EJERCICIOS Y TAREAS
**a.** Responde, según el texto sobre el orden liberal:
(i) ¿Qué acontecimiento hizo pensar a los campeones del orden liberal que por fin podían expandirlo por todo el mundo?
(ii) ¿Con qué acción dio George W. Bush el tiro de gracia a esa ilusión?
(iii) ¿Con qué única palabra resumieron los matices y razones de la disconformidad occidental?
**b.** Prolonga el texto sobre el orden liberal a partir de su última oración.

TEXTO DE PARTIDA
■ ■ ■

No es la nostalgia por los autoritarismos lo que estremece a Occidente sino el fundado temor a una nueva esclavitud
Los campeones del orden liberal –esa combinación de gobierno
republicano y economía de mercado que Occidente reivindica como su logro
más alto en materia de moral social– están desconcertados y alarmados.
La implosión de la URSS les hizo pensar en su momento que por fin se
habían dado las condiciones para expandir ese orden por todo el mundo, y
al mundo se lanzaron con fe de misioneros y empeño de cruzados a tejer
la tela de la globalización económica y política. La ilusión duró poco:
se desplomó junto con las Torres Gemelas, y George W. Bush le dio el
tiro de gracia con su torpe invasión de Irak. Convencido de que era
posible expandir el orden liberal a bombazos, arrasó entre el Tigris y
el Éufrates los tesoros arqueológicos de la misma civilización que
produjo ese orden. La tragedia suele tener su flanco poético.
Ya adentrados en el siglo XXI, la malla que esperaba envolver todo el
planeta aparece desgarrada por todas partes, empezando por casa.
Especialmente en casa. No fueron, por cierto, los flamantes conversos
del Asia quienes renegaron de la fe recién adquirida: las apostasías
comenzaron a brotar en Europa y en los Estados Unidos y en esta América
que por gracia de Dios y de España es parte de Occidente. En un pasado
si se quiere reciente, el orden liberal tuvo que lidiar con enemigos
nítidamente perfilados como el fascismo y el comunismo; esta vez el
descontento muestra rostros diversos, a veces contradictorios, en
ocasiones violentos. Inasibles. Necesitados de explicación.
A los partidarios del orden liberal les gusta alardear de tolerancia
con la diversidad, y de que multi esto y multi lo otro, pero cuando se
sienten amenazados se refugian en las opciones binarias: el bien o el
mal, capitalismo o comunismo, democracia o fascismo. ¿Cómo describir esa
repentina concurrencia de fenómenos –Brexit, Trump, Orban, Bolsonaro,
Salvini– que desafían desde distintos ángulos el orden liberal tal como
hoy rige en Occidente? Necesitados de darle un nombre al Maligno,
resumieron todos los matices y razones de la disconformidad occidental
en una sola palabra: populismo. Más todavía: decidieron que
todo lo que no es orden liberal es populismo, y que el populismo es la
fusión contemporánea del socialismo y el fascismo.

■ ■ ■

LISTA DE DATOS

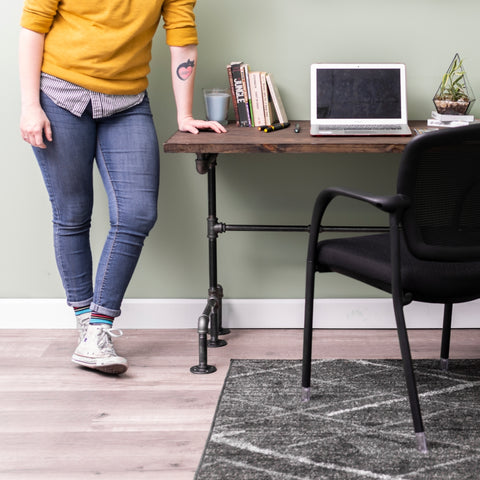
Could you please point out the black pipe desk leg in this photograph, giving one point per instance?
(214, 292)
(203, 367)
(218, 293)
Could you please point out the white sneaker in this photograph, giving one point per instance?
(82, 325)
(96, 350)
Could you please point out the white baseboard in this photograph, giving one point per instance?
(248, 313)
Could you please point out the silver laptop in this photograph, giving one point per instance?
(358, 99)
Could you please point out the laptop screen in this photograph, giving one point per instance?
(357, 93)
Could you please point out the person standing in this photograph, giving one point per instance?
(83, 78)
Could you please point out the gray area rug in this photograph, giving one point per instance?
(357, 425)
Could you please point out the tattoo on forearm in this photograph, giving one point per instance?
(184, 70)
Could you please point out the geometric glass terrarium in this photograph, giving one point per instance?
(454, 96)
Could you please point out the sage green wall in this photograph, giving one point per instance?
(277, 36)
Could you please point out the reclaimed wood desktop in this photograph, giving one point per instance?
(208, 145)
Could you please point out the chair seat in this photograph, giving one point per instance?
(367, 259)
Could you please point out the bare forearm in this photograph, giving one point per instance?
(184, 63)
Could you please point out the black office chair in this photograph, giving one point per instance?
(431, 252)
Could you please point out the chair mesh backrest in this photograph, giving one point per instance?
(440, 173)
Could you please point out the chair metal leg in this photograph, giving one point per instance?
(409, 375)
(308, 332)
(446, 333)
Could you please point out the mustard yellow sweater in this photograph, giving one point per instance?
(105, 45)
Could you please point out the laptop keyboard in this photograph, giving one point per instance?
(360, 127)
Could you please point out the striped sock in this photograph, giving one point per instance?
(99, 319)
(81, 310)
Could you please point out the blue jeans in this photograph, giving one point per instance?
(125, 148)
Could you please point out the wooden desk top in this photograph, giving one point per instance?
(250, 140)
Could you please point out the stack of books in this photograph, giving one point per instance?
(255, 97)
(444, 120)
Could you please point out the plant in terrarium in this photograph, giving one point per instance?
(454, 96)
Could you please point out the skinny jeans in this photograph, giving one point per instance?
(125, 149)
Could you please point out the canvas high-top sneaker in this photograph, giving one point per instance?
(96, 350)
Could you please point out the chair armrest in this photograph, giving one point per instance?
(392, 204)
(387, 203)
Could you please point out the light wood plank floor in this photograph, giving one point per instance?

■ ■ ■

RESPUESTAS DEL EJERCICIO
**a.**
(i) La implosión de la URSS.
(ii) Con su torpe invasión de Irak.
(iii) Populismo.

**b.**
La globalización, nos explican, no es para todos: atemoriza a
algunos, perjudica a otros. Y son estos marginados del nuevo orden
mundial los que acuden al llamado de los líderes populistas con la
esperanza de ser conducidos de vuelta al pasado. No cuesta demasiado
advertir que como todos los fenómenos antisistema emergieron de
elecciones libres, los miedosos o los arruinados deben ser muchos, si no
la mayoría. Más difícil es entender por qué, en plan de volver atrás,
la gente no elige momentos felices, como la belle époque de Toulouse-Lautrec, el can-can y el Moulin Rouge o los sesenta de la minifalda, los Beatles y el baby boom, y siente nostalgia en cambio por los escabrosos experimentos concebidos en Roma y Berlín o en Moscú y La Habana.
En ninguno de los politólogos que plantearon el tema en las últimas semanas 1
alienta la menor sospecha de que el orden liberal tal vez no funcione
tan bien como suponemos, o bien que esa capacidad de autocorrección que
se le atribuye se encuentre momentánea, o incluso definitivamente
trabada o dañada. En todos los articulistas, el orden liberal aparece
como algo sacralizado, intocable, perfecto aun en su imperfección. Se
entiende así que todo lo que lo cuestione o se le oponga resulte
identificado con el Maligno, el eterno enemigo de la divinidad. Capaz de
desacralizarlo todo, el orden liberal se sacraliza empero a sí mismo.
Una rápida recorrida por el último siglo y medio nos dice que el
sagrado orden liberal fue la incubadora de dos grandes guerras
mundiales, de la bomba atómica, de la guerra fría, de infinidad de
conflictos de “baja intensidad” que dejaron y dejan millones de muertos,
mutilados y desplazados, de una increíblemente extensa lista de
magnicidos, y de grandes crisis económicas, casi todas nacidas de
prácticas cuasidelictivas y generadoras de un tendal de víctimas. Es
cierto que la calidad de vida mejoró notablemente en muchos aspectos
durante ese lapso, pero también es cierto que empeoró en otros: por
cierto, mis abuelos vivieron una vida más feliz y humanamente más rica
que la que preveo para mis nietos.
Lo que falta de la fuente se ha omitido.